▶ _What to produce_: Write out, word for word, each line from the start of the entries through the one holding "Args: query, the phrase to segment: encrusted"; omit the pictures.

▶ _Data provided_:
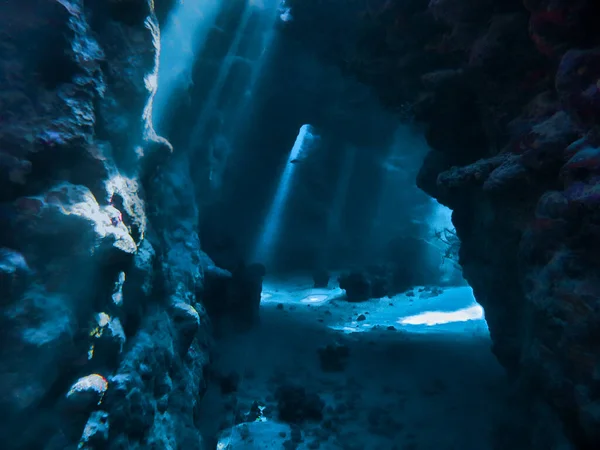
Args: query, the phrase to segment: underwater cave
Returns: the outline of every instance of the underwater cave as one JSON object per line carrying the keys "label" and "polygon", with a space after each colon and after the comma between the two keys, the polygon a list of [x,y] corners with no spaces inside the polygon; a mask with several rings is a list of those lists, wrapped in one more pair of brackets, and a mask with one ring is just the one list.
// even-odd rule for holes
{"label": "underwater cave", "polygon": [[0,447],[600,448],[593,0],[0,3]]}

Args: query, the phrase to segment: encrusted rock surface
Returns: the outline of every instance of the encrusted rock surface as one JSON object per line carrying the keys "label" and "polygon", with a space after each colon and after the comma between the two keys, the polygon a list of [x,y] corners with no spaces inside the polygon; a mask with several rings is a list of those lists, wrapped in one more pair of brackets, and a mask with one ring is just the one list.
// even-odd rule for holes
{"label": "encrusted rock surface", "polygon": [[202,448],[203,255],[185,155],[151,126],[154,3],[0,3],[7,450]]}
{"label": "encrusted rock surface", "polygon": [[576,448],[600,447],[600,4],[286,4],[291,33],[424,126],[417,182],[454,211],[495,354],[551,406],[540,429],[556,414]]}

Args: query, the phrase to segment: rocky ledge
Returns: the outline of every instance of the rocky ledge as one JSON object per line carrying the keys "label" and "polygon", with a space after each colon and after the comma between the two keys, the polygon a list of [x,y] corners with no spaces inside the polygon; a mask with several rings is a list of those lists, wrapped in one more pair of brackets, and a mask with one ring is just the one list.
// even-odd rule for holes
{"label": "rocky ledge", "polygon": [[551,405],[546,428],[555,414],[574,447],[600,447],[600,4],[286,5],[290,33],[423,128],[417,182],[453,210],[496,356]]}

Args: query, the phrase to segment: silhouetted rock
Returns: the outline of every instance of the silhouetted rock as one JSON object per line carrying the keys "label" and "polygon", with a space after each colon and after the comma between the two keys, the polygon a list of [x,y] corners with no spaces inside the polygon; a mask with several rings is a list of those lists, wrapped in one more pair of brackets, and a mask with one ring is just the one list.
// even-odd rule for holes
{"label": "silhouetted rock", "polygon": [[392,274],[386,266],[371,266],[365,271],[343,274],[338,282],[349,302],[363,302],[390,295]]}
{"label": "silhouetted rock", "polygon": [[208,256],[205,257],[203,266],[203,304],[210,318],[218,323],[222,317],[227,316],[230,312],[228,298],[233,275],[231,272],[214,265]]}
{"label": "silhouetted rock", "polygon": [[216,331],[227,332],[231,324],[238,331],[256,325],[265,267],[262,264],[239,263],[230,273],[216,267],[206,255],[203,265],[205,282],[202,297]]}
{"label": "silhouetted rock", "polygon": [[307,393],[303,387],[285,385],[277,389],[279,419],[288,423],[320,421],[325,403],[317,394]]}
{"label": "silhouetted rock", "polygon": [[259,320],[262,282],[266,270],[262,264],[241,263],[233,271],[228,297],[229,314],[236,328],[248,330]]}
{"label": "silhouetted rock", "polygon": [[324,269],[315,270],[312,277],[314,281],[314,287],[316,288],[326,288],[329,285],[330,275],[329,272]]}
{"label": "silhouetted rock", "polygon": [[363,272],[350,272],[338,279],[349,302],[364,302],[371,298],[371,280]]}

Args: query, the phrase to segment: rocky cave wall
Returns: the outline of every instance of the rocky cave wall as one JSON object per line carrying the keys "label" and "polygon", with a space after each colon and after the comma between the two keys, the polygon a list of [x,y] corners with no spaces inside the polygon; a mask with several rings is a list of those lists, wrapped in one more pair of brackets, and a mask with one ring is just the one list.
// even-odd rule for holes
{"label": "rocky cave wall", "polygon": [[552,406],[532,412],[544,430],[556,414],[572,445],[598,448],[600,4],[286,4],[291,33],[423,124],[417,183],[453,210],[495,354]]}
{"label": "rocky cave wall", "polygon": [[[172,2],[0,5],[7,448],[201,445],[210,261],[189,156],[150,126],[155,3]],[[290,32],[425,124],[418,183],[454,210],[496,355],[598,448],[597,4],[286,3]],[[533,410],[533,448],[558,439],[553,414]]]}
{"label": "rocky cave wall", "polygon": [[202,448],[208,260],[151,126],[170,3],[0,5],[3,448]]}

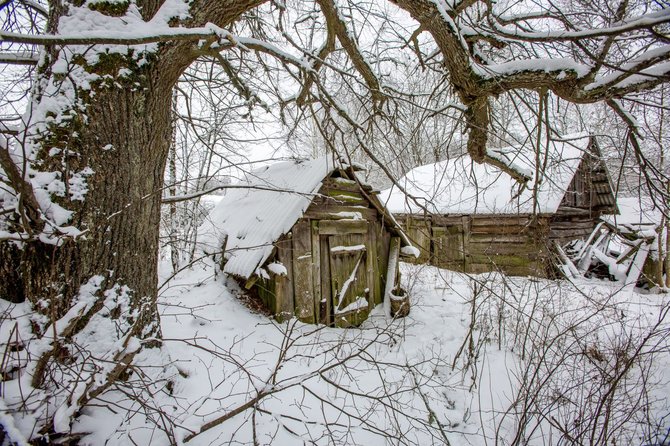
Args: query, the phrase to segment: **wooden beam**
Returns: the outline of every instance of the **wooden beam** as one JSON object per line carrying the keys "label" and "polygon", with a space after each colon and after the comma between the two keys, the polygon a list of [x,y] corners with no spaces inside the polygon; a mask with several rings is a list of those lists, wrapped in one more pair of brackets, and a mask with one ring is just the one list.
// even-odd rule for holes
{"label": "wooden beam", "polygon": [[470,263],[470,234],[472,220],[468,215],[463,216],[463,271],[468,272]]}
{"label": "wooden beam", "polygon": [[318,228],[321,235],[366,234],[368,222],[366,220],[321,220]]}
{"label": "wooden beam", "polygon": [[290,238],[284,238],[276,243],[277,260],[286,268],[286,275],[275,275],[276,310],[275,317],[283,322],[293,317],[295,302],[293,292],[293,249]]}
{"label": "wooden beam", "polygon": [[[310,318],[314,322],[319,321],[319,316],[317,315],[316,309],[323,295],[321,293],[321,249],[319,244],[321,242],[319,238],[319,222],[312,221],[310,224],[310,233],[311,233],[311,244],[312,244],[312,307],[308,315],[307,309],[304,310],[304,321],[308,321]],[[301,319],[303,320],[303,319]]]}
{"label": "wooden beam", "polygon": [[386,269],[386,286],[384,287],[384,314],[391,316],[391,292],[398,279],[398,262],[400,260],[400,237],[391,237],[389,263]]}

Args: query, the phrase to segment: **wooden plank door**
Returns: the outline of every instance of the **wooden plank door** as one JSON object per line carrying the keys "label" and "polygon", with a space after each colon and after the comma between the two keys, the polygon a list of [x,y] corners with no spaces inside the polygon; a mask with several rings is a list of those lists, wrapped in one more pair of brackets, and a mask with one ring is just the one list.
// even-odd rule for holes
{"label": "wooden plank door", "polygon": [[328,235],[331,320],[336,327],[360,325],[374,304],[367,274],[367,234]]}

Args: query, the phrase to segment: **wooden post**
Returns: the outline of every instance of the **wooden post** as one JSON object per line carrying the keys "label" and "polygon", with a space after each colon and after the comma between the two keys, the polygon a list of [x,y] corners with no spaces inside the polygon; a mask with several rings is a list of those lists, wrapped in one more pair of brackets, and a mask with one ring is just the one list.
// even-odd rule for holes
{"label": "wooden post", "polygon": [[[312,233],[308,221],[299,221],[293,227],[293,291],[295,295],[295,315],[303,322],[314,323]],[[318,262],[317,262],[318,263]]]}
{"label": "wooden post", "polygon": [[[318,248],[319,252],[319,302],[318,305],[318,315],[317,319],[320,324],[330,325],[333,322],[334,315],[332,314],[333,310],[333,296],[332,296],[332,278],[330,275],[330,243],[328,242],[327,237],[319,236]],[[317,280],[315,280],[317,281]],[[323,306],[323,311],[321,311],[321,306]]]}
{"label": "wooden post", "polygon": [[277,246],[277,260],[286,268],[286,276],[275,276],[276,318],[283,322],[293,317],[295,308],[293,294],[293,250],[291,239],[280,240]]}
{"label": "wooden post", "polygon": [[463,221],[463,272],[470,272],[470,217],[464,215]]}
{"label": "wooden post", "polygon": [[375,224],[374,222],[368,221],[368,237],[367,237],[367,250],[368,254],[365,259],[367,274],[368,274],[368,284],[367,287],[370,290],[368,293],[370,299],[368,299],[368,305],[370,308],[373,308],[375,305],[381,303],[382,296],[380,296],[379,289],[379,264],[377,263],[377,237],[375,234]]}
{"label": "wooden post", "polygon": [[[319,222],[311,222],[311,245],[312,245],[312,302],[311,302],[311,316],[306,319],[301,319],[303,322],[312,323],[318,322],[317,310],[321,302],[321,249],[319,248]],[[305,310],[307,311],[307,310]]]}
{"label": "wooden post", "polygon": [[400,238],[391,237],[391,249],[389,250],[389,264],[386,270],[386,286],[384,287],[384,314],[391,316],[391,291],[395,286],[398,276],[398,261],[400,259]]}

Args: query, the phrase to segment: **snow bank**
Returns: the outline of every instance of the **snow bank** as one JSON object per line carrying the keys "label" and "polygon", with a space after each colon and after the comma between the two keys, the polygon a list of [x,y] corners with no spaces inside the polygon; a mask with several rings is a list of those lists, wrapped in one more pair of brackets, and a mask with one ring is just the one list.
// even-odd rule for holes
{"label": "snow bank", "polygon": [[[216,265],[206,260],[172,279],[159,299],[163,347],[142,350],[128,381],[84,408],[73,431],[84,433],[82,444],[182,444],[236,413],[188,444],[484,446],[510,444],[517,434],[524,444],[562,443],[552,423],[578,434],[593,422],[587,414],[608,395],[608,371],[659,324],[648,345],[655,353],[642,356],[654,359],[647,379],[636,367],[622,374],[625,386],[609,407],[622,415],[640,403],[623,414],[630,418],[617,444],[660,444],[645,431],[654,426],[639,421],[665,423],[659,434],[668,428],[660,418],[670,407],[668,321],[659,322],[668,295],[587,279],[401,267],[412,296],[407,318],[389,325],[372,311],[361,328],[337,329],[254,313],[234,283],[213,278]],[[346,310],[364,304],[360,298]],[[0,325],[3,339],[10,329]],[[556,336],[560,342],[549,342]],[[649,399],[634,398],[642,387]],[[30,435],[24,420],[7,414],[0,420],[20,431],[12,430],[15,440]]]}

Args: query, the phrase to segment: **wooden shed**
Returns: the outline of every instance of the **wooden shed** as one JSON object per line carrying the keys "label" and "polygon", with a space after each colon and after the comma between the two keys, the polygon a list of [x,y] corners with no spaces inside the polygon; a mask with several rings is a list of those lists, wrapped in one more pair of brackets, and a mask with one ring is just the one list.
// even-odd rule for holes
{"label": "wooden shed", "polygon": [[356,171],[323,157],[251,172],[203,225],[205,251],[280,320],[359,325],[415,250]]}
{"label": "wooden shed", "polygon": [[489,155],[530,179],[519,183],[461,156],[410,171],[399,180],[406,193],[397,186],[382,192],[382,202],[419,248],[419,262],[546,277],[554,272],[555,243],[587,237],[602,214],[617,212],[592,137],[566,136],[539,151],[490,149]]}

▶ _Task output_:
Args: query, the phrase to segment: underwater cave
Returns: the outline of every instance of the underwater cave as one JSON object per line carrying the keys "label" and "polygon", with a space after each colon and after the comma between the two keys, the polygon a list of [x,y] corners with no spaces inside the polygon; a mask with several rings is a list of those lists, wrapped in one more pair of brackets, and a mask with one ring is just the one list.
// even-odd rule for holes
{"label": "underwater cave", "polygon": [[0,447],[600,448],[593,0],[0,3]]}

Args: query, the phrase to segment: encrusted rock surface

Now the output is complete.